## Required task
Pick out every row below that contains the word "instance" and copy each one. Case matters.

[Dataset excerpt]

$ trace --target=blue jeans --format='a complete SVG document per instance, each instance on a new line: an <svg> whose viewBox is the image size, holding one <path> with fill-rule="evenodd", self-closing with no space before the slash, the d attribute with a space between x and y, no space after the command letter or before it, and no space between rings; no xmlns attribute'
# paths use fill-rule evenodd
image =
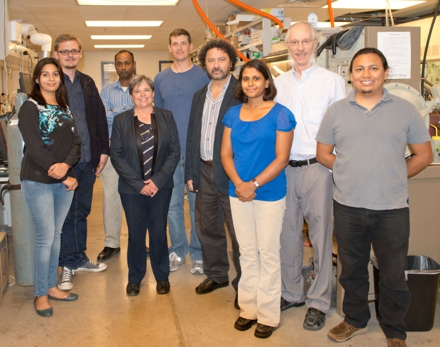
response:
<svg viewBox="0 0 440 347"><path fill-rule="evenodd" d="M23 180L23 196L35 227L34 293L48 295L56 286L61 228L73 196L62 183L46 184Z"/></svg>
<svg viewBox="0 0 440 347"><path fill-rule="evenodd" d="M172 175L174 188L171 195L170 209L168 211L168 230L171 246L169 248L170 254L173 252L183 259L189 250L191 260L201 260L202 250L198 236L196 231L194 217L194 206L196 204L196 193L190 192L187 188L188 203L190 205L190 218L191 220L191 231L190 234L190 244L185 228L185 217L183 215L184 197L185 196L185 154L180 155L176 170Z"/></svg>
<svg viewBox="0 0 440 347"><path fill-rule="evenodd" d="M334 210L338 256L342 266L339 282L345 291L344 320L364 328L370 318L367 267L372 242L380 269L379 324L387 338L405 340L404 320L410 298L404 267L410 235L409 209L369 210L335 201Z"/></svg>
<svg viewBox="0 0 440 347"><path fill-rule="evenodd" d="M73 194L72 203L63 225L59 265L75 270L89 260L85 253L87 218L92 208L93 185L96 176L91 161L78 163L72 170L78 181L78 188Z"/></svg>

--

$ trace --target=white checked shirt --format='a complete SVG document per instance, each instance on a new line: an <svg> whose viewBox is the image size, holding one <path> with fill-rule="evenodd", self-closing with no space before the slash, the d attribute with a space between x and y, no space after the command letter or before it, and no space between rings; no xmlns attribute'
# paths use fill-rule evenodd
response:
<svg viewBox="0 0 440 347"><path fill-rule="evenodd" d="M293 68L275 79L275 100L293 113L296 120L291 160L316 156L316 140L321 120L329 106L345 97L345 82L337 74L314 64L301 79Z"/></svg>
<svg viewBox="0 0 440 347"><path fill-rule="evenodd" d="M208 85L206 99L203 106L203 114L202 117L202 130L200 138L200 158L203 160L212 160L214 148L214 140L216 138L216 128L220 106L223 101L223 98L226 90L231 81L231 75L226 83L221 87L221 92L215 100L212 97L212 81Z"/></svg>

## Task output
$ trace --target=blue jeans --format='a complete SVG document per instance, each instance on a new line: an <svg> whose viewBox is the image size, holding one <path> with fill-rule="evenodd", self-closing with no space before the slash, the d attribute with a space between x and y, no space after the command letter or before it, and no space between rings; no xmlns attribute'
$ trace --target=white checked shirt --format='a complete SVG document per instance, each instance on a new line: an <svg> whose viewBox is the image size, holding one <path> with fill-rule="evenodd", self-closing with no space before the slash, the d attribute with a space between x and y, no space after the command letter or before it, and no space between rings; no xmlns attribute'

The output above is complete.